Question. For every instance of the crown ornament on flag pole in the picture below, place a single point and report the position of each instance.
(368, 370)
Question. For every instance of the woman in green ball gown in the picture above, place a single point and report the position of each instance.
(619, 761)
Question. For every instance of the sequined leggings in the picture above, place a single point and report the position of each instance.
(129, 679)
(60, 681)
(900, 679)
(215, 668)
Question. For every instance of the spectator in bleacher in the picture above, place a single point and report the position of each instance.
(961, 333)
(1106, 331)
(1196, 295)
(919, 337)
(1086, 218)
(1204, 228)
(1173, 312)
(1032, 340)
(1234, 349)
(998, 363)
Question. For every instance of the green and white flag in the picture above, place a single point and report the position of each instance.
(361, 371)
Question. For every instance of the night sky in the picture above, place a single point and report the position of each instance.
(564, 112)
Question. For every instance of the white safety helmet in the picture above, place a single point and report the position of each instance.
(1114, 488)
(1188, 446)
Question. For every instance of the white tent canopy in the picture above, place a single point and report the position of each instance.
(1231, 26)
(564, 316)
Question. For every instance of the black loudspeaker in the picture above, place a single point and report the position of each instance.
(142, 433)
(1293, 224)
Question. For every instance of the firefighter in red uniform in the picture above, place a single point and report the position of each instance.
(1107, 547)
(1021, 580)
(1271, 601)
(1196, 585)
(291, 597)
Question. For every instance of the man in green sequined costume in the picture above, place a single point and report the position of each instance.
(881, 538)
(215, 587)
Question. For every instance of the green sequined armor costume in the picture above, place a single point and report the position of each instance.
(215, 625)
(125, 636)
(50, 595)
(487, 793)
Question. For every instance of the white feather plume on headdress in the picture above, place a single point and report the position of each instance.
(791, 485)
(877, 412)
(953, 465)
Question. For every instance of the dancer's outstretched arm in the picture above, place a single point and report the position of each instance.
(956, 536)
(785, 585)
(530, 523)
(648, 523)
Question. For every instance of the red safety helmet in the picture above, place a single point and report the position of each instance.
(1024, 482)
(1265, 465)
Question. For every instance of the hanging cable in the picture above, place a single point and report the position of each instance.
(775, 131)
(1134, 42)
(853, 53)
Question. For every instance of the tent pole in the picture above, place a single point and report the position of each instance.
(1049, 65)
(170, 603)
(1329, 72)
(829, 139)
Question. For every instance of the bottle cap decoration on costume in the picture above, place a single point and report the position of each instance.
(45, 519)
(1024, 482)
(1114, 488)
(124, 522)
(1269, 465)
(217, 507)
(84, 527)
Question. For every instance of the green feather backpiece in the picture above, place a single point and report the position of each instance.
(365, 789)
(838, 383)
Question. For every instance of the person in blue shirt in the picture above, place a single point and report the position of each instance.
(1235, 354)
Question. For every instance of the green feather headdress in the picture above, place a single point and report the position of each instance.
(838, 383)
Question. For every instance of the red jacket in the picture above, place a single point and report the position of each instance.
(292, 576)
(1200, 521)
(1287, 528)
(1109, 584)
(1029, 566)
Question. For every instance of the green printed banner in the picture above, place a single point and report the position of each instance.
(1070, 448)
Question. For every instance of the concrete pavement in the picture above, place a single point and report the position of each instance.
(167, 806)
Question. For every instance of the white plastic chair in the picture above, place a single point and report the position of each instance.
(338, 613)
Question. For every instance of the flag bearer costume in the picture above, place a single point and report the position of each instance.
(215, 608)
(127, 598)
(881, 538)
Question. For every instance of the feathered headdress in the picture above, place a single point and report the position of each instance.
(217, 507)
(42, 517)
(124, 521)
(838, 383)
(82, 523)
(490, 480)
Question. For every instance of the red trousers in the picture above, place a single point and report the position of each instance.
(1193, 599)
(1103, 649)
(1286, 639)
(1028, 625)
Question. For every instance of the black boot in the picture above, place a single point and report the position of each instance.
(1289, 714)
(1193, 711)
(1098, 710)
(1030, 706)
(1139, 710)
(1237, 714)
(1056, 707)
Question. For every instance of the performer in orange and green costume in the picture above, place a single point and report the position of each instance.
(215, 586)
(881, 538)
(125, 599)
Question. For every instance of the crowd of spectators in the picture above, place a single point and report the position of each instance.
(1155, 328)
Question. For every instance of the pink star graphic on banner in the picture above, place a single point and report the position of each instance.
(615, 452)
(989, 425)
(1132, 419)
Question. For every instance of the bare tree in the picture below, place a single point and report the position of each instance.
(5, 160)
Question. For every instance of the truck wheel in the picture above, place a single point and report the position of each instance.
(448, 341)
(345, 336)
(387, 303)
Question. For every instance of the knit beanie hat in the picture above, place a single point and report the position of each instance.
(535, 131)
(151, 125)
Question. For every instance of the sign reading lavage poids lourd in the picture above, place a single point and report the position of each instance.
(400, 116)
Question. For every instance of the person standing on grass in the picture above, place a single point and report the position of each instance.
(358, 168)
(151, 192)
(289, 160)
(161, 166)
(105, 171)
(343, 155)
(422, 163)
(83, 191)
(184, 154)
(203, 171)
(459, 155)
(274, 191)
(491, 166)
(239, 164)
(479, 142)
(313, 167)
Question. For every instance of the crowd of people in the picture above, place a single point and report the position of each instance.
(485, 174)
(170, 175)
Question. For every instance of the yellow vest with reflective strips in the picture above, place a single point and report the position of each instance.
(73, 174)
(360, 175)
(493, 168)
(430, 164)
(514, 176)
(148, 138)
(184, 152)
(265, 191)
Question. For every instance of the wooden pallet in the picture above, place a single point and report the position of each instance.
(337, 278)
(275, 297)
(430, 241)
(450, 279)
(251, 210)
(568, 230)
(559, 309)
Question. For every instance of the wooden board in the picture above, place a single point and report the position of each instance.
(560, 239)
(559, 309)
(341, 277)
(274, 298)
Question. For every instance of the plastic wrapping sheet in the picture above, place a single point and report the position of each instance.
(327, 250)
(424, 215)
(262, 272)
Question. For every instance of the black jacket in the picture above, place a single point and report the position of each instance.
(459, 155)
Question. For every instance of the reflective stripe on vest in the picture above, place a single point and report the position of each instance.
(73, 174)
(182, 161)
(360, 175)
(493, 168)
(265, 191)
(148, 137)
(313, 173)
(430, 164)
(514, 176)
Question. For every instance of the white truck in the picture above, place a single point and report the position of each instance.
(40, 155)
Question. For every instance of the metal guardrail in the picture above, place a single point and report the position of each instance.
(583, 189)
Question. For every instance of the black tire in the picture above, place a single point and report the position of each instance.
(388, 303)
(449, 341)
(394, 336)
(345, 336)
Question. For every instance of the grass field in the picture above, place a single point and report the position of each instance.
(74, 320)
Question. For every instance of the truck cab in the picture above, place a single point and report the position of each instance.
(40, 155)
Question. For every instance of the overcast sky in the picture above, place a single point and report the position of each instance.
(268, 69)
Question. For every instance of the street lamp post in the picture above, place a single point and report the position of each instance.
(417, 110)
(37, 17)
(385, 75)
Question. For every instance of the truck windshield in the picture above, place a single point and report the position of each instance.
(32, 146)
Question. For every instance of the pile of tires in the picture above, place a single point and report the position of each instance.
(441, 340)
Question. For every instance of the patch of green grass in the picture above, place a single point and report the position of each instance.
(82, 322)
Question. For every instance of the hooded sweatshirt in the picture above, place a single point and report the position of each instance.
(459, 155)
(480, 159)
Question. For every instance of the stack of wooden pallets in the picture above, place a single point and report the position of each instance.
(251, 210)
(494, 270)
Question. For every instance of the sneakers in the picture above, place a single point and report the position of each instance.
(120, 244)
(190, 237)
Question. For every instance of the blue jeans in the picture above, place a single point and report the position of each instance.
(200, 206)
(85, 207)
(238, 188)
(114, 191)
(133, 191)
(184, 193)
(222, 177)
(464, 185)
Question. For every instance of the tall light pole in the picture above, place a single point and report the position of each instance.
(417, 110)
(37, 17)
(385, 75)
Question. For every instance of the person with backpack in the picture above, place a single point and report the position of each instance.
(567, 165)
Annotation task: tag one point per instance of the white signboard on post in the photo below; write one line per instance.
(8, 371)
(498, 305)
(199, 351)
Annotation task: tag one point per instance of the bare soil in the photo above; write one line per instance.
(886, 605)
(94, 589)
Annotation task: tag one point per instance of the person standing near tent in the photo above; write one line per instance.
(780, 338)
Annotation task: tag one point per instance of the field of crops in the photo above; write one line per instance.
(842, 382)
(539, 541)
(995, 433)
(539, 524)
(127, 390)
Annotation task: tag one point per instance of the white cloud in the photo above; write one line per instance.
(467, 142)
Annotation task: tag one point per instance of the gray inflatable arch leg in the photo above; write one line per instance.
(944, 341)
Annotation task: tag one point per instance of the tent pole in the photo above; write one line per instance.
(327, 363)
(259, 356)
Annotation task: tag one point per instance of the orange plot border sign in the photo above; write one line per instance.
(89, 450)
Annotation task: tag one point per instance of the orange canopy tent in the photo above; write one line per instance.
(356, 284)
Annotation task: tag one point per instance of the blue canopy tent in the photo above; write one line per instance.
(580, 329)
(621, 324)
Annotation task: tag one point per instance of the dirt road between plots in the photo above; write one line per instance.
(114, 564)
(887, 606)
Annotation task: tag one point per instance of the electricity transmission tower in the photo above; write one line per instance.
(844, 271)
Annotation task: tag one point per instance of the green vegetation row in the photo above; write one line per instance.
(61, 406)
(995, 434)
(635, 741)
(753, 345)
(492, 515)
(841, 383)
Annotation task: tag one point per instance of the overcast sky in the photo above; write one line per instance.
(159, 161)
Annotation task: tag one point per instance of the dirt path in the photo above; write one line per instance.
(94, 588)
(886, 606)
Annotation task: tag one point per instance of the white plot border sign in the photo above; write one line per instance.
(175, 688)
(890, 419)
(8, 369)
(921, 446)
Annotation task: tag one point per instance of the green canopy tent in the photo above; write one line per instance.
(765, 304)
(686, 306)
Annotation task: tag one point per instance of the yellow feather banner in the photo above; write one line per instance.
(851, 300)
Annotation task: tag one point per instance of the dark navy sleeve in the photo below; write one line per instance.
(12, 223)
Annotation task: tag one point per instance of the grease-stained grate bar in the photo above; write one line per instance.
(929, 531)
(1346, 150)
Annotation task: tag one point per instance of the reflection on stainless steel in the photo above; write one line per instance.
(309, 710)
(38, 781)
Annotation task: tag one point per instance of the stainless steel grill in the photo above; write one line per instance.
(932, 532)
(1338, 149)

* [What to work on]:
Copy out exactly the lines that run from the one holding "Annotation task: tag one point per instance of the reflection" through the end of the data above.

* [Response]:
Annotation task: tag one point per instance of the reflection on stainless steel in the photo above; write one line per instance.
(309, 710)
(38, 781)
Annotation task: tag one point per instance of the stainless steel grill in the photo above; write one line per instance.
(932, 532)
(1338, 149)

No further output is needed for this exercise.